#### Requirement
Please write out all the data exactly as shown.
··· Extracted entries ···
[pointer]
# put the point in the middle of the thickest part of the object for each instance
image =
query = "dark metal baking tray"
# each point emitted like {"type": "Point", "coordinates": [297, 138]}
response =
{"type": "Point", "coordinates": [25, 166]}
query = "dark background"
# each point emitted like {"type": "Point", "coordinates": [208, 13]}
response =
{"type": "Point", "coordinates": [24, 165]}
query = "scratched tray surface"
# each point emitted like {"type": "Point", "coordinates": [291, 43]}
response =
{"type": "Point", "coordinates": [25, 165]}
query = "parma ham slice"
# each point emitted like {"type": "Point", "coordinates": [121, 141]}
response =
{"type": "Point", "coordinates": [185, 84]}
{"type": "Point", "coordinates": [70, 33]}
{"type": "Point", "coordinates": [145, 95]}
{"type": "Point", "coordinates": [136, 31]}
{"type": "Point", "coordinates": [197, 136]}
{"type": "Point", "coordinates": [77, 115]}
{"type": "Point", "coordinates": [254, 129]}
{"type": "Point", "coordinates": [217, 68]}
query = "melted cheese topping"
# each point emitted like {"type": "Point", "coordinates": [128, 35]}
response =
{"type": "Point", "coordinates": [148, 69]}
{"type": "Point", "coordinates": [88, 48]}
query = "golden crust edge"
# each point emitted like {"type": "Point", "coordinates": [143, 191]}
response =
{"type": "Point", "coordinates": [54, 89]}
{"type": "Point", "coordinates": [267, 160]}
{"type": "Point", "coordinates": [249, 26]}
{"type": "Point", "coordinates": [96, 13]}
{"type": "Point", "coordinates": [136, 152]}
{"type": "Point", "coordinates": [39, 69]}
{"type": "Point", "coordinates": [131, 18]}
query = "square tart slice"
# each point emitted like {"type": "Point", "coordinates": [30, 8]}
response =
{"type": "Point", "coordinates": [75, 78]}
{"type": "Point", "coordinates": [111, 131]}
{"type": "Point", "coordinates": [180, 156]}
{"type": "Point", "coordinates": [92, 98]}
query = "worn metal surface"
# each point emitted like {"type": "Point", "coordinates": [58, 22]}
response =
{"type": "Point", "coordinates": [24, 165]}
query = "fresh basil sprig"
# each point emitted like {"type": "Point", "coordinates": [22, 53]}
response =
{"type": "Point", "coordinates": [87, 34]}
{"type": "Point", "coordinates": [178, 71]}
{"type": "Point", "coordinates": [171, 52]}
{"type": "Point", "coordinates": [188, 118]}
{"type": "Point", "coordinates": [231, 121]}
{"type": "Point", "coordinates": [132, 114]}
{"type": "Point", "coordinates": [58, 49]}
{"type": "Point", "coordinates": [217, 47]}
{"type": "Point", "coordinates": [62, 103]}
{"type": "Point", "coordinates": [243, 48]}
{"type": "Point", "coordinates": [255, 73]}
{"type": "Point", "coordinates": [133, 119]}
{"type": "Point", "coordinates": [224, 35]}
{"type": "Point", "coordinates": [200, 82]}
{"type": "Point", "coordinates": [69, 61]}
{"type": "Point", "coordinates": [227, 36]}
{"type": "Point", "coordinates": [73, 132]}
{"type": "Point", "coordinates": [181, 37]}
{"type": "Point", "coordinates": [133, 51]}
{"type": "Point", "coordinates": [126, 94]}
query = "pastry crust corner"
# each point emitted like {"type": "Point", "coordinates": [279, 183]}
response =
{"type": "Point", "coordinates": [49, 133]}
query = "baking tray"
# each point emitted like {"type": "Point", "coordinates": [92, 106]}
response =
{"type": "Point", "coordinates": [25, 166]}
···
#### Written response
[pointer]
# put the point in the middle of the thickest part of the object for each instance
image =
query = "dark metal baking tray"
# each point emitted like {"type": "Point", "coordinates": [297, 138]}
response =
{"type": "Point", "coordinates": [25, 166]}
query = "dark background"
# each point emitted like {"type": "Point", "coordinates": [208, 13]}
response =
{"type": "Point", "coordinates": [24, 165]}
query = "scratched tray surface"
# each point emitted like {"type": "Point", "coordinates": [291, 43]}
response =
{"type": "Point", "coordinates": [25, 165]}
query = "parma ham slice"
# each point emitted like {"type": "Point", "coordinates": [121, 141]}
response =
{"type": "Point", "coordinates": [185, 84]}
{"type": "Point", "coordinates": [70, 33]}
{"type": "Point", "coordinates": [145, 95]}
{"type": "Point", "coordinates": [136, 31]}
{"type": "Point", "coordinates": [197, 136]}
{"type": "Point", "coordinates": [77, 115]}
{"type": "Point", "coordinates": [254, 129]}
{"type": "Point", "coordinates": [217, 68]}
query = "melted cheese topping"
# each point emitted like {"type": "Point", "coordinates": [128, 35]}
response =
{"type": "Point", "coordinates": [148, 69]}
{"type": "Point", "coordinates": [88, 48]}
query = "golden crust edge"
# each point emitted like {"type": "Point", "coordinates": [143, 191]}
response =
{"type": "Point", "coordinates": [54, 89]}
{"type": "Point", "coordinates": [267, 160]}
{"type": "Point", "coordinates": [249, 26]}
{"type": "Point", "coordinates": [96, 13]}
{"type": "Point", "coordinates": [136, 152]}
{"type": "Point", "coordinates": [39, 69]}
{"type": "Point", "coordinates": [131, 18]}
query = "square tart slice"
# each point emitted like {"type": "Point", "coordinates": [30, 8]}
response =
{"type": "Point", "coordinates": [75, 78]}
{"type": "Point", "coordinates": [111, 131]}
{"type": "Point", "coordinates": [180, 156]}
{"type": "Point", "coordinates": [92, 98]}
query = "worn metal surface"
# each point emitted like {"type": "Point", "coordinates": [58, 22]}
response =
{"type": "Point", "coordinates": [24, 165]}
query = "fresh basil sprig"
# each point emitted like {"type": "Point", "coordinates": [22, 53]}
response =
{"type": "Point", "coordinates": [87, 34]}
{"type": "Point", "coordinates": [178, 71]}
{"type": "Point", "coordinates": [171, 52]}
{"type": "Point", "coordinates": [188, 118]}
{"type": "Point", "coordinates": [231, 121]}
{"type": "Point", "coordinates": [132, 114]}
{"type": "Point", "coordinates": [58, 49]}
{"type": "Point", "coordinates": [217, 47]}
{"type": "Point", "coordinates": [62, 103]}
{"type": "Point", "coordinates": [243, 48]}
{"type": "Point", "coordinates": [255, 73]}
{"type": "Point", "coordinates": [133, 119]}
{"type": "Point", "coordinates": [224, 35]}
{"type": "Point", "coordinates": [200, 82]}
{"type": "Point", "coordinates": [69, 61]}
{"type": "Point", "coordinates": [227, 36]}
{"type": "Point", "coordinates": [73, 132]}
{"type": "Point", "coordinates": [181, 37]}
{"type": "Point", "coordinates": [133, 51]}
{"type": "Point", "coordinates": [126, 94]}
query = "pastry crust corner"
# each point emitted like {"type": "Point", "coordinates": [279, 183]}
response =
{"type": "Point", "coordinates": [49, 133]}
query = "baking tray"
# each point emitted like {"type": "Point", "coordinates": [92, 106]}
response =
{"type": "Point", "coordinates": [25, 166]}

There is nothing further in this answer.